## Extrait à lire
'''
À Lyon, l’ASPAS a organisé une journée entière consacrée au loup, mêlant table ronde scientifique, cartes blanches d’associations, forum écologiste et projection du film Vivre avec les loups. Chercheurs, vétérinaires, naturalistes, cinéastes et acteurs de terrain se sont retrouvés à la Maison de l’Environnement de la Métropole de Lyon et à l’ENS. Ils y ont dressé un état des lieux sans concession, au moment où la France s’apprête à déclasser le loup — une décision qui pourrait bouleverser la conservation de l’espèce et la cohabitation dans les territoires.
Au niveau européen, la protection du loup est passée le 7 mars 2025 de « espèce strictement protégée » à « espèce protégée ». Le site du gouvernement indique que le reclassement du statut européen « amènera en 2026 de nouvelles modalités de gestion en droit français ». Sur le territoire national, les mesures législatives permettant aux éleveurs d’abattre des loups sans autorisation préalable sont annoncées, à partir de 2026.
Nous avons rencontré Thierry Ruf administrateur de l’Aspas qui alerte : la France s’apprête elle aussi à déclasser le loup Cette mesure faciliterait fortement sa destruction et contreviendrait, selon lui, aux engagements internationaux de la France visant à maintenir l’espèce dans un bon état de conservation.
'''
## Entrées
'''
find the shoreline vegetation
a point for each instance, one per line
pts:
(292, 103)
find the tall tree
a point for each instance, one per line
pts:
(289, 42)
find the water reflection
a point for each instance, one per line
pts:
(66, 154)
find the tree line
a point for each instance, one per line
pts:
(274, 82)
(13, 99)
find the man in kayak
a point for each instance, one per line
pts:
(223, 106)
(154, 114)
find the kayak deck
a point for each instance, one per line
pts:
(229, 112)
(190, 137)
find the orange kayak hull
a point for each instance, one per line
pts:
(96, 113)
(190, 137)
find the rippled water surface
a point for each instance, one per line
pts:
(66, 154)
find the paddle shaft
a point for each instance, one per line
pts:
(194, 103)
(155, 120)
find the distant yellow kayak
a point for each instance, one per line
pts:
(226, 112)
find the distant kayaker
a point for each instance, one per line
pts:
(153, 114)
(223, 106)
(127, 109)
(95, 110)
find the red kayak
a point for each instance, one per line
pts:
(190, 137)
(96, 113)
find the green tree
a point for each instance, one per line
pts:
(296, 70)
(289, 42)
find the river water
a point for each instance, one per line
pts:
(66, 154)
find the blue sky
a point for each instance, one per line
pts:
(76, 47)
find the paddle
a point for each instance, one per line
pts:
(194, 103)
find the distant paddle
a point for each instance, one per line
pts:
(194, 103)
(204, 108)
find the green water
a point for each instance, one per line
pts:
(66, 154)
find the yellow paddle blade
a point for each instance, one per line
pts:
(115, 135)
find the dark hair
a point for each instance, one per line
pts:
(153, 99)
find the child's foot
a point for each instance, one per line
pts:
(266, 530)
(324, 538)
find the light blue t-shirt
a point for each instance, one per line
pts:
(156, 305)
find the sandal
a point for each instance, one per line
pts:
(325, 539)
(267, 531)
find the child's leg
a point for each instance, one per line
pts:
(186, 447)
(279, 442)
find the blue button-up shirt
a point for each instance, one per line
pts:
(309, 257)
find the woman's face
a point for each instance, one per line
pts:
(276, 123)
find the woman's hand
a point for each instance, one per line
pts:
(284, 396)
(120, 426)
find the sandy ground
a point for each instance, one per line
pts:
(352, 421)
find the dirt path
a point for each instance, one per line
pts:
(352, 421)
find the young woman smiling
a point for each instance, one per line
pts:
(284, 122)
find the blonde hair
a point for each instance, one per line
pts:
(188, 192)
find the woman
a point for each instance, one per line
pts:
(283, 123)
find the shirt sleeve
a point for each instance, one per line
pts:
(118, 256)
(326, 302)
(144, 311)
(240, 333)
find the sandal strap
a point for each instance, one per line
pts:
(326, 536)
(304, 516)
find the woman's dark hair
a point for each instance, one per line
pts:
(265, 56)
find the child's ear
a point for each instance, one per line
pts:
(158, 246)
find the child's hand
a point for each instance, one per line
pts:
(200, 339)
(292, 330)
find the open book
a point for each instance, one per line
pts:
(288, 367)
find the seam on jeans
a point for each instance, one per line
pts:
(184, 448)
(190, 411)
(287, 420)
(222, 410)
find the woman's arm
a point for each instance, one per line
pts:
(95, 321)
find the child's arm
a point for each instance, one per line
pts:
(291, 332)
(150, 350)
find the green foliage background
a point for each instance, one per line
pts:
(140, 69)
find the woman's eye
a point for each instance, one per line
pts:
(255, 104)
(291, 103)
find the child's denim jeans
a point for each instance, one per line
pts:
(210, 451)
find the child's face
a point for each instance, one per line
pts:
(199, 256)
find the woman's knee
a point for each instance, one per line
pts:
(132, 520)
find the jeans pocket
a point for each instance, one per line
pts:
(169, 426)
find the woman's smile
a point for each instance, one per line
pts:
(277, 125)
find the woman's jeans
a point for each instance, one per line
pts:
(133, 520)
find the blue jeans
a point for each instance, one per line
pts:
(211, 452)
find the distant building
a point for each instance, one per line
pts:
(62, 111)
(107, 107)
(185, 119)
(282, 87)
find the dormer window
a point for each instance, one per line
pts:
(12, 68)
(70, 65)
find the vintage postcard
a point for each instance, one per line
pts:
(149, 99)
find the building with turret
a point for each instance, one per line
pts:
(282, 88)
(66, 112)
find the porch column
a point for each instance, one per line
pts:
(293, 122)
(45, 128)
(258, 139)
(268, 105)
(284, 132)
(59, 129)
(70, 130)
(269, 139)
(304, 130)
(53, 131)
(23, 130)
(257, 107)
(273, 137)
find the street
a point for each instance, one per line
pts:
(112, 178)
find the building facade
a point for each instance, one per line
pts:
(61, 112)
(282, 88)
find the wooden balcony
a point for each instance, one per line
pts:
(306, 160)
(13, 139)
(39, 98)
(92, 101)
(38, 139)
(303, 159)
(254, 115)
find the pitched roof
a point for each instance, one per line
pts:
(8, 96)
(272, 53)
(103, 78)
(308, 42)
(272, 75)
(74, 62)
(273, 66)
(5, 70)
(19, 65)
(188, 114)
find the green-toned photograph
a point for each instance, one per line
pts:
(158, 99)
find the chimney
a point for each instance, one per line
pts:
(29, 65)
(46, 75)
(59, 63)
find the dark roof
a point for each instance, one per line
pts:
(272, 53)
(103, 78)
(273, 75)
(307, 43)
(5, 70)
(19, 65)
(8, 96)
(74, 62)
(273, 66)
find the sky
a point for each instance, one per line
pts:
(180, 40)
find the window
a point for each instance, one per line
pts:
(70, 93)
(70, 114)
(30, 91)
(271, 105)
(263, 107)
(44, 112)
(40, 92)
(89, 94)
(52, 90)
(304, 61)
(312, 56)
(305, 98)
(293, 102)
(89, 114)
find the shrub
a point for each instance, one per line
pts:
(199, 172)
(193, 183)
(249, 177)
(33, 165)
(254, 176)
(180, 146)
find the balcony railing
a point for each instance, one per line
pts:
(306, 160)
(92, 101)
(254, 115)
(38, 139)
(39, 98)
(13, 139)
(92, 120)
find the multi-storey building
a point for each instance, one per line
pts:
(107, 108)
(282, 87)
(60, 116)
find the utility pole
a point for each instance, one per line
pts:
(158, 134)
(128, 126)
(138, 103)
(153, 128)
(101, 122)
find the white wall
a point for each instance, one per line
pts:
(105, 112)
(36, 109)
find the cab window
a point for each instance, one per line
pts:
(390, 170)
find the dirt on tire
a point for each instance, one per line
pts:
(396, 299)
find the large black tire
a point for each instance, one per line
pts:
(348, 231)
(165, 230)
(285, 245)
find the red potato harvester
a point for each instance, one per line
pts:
'''
## Consignes
[1] Répondez à ces questions sur l'extrait :
(a) Dans quels lieux les participants de la journée lyonnaise se sont-ils retrouvés ?
(b) À quelle date la protection européenne du loup a-t-elle changé de statut ?
(c) Quelle fonction Thierry Ruf occupe-t-il ?
[2] Transcrivez à l'identique, s'il vous plaît, tout ce qui va de « À Lyon, l’ASPAS » jusqu'à « dans les territoires. » dans l'extrait.
Les entrées ne servent pas ici.

## Réponses
[1]
(a) À la Maison de l'Environnement de la Métropole de Lyon et à l'ENS.
(b) Le 7 mars 2025.
(c) Il est administrateur de l'Aspas.

[2]
À Lyon, l’ASPAS a organisé une journée entière consacrée au loup, mêlant table ronde scientifique, cartes blanches d’associations, forum écologiste et projection du film Vivre avec les loups. Chercheurs, vétérinaires, naturalistes, cinéastes et acteurs de terrain se sont retrouvés à la Maison de l’Environnement de la Métropole de Lyon et à l’ENS. Ils y ont dressé un état des lieux sans concession, au moment où la France s’apprête à déclasser le loup — une décision qui pourrait bouleverser la conservation de l’espèce et la cohabitation dans les territoires.